◆ SOURCE EXTRACT:
★ ★ ★ ★ ★

Requirement: The minimum weight gain allowed by any approved method is 2.5 mg.
Choose sample volume to yield between 2.5 and 200 mg dried residue. This establishes a
minimum reporting value of 2.5 mg/L when 1000 mL of sample is analyzed. If complete
filtration takes more than 10 minutes increase filter diameter or decrease sample volume.
In instances where the weight gain is less than the required 2.5 mg, the value must be
reported as less than the appropriate value based upon the volume used. Ref: NC
WW/GW LC Policy.
Comment: As discussed at the inspection, if less than 1 L of sample is used and the
weight gain is less than 2.5 mg, the adjusted reporting limit is determined by the following
calculation: 2.5 mg *1000/ volume used in mL.
IV. PAPER TRAIL INVESTIGATION:
The paper trail consisted of comparing original records (e.g., laboratory benchsheets, logbooks,
etc.) and contract lab reports to eDMRs submitted to the North Carolina Division of Water
Resources. Data were reviewed for Townsend Water Treatment Plant (NPDES permit #
NC0081671) for March and June 2017 and (NPDES permit # NCG590017) for July 2017. No
transcription errors were observed. The facility appears to be doing a good job of accurately
transcribing data.
V. CONCLUSIONS:
Correcting the above -cited Findings and implementing the Recommendations will help this
laboratory to produce quality data and meet Certification requirements. The inspector would like
to thank the staff for their assistance during the inspection and data review process. Please
respond to all Findings and include supporting documentation, implementation dates
and steps taken to prevent recurrence for each corrective action.

★ ★ ★ ★ ★

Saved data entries
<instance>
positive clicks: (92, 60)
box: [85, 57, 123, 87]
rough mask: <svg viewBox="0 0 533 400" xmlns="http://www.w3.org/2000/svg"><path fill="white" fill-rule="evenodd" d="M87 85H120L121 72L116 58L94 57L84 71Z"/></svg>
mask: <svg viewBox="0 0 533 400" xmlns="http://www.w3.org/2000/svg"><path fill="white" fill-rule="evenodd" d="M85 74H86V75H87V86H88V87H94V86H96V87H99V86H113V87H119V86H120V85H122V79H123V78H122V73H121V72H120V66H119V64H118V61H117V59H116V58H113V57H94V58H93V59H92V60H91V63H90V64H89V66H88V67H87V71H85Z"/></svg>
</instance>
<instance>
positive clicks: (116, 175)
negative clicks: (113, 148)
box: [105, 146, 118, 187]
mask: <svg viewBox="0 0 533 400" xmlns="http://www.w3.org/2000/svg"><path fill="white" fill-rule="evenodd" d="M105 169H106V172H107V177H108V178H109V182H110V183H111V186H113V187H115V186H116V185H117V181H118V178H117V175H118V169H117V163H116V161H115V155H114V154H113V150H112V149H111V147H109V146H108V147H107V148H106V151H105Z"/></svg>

★ ★ ★ ★ ★

◆ PROBLEM TO WORK ON: Set down the passage of the inspection report that opens with the words containing "Comment: As discussed" and closes with "used in mL.". The records have no connection to the inspection report.

◆ FINISHED EXERCISE:
Comment: As discussed at the inspection, if less than 1 L of sample is used and the
weight gain is less than 2.5 mg, the adjusted reporting limit is determined by the following
calculation: 2.5 mg *1000/ volume used in mL.